# Gestellte Aufgabe 1
Übertrage aus den Datenzeilen unverändert alle Zeilen, beginnend mit der Zeile, die „Get the bounding box for snow-covered ground.“ enthält, und endend mit der letzten Datenzeile, beide eingeschlossen.

# Textauszug

:::::

Das KZ Mauthausen war auf einem Hügel und aus großer Entfernung sichtbar. Viele Menschen hatten mit dem Lager zu tun: Sie hatten dort ihren Arbeitsplatz, belieferten das Lager oder kannten SS-Männer. Fast alle wussten vom Todeslager. Oft verübten die SS-Männer die Verbrechen vor den Augen der Bevölkerung. Am 5. Mai 1945 wurde das KZ Mauthausen von US-amerikanischen Truppen befreit.

 

Hier lernst du die Geschichte eines Menschen kennen, dessen Leben mit dem KZ Mauthausen verbunden war.

Margaretha Freinberger

Text: Philipp Harder  – Illustration: Natalie Sandner

Margaretha Freinberger kommt 1919 zur Welt. Sie wächst in der oberösterreichischen Kleinstadt Grieskirchen auf. Nach der Volks- und Hauptschule lernt Gretl, wie sie oft genannt wird, den Beruf der Schneiderin.

:::::

# Zu verarbeitende Daten
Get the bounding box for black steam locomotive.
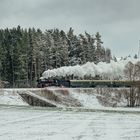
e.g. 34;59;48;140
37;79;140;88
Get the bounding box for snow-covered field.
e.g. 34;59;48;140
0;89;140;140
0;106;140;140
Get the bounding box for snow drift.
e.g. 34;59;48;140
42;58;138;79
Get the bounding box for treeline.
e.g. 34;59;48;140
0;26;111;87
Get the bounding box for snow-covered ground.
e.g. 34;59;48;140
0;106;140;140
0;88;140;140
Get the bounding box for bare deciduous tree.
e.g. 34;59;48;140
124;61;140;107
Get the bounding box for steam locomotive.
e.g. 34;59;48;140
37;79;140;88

:::::

# Gestellte Aufgabe 2
Aktualisiere den Textauszug über das KZ Mauthausen, beginnend bei „Das KZ Mauthausen war“ und endend bei „Mauthausen verbunden war.“, indem du „Bevölkerung“ durch „Einwohnerschaft“ ersetzt, und gib diesen Abschnitt wieder.

# Vollständige Antwort 1
Get the bounding box for snow-covered ground.
e.g. 34;59;48;140
0;106;140;140
0;88;140;140
Get the bounding box for bare deciduous tree.
e.g. 34;59;48;140
124;61;140;107
Get the bounding box for steam locomotive.
e.g. 34;59;48;140
37;79;140;88

# Vollständige Antwort 2
Das KZ Mauthausen war auf einem Hügel und aus großer Entfernung sichtbar. Viele Menschen hatten mit dem Lager zu tun: Sie hatten dort ihren Arbeitsplatz, belieferten das Lager oder kannten SS-Männer. Fast alle wussten vom Todeslager. Oft verübten die SS-Männer die Verbrechen vor den Augen der Einwohnerschaft. Am 5. Mai 1945 wurde das KZ Mauthausen von US-amerikanischen Truppen befreit.

 

Hier lernst du die Geschichte eines Menschen kennen, dessen Leben mit dem KZ Mauthausen verbunden war.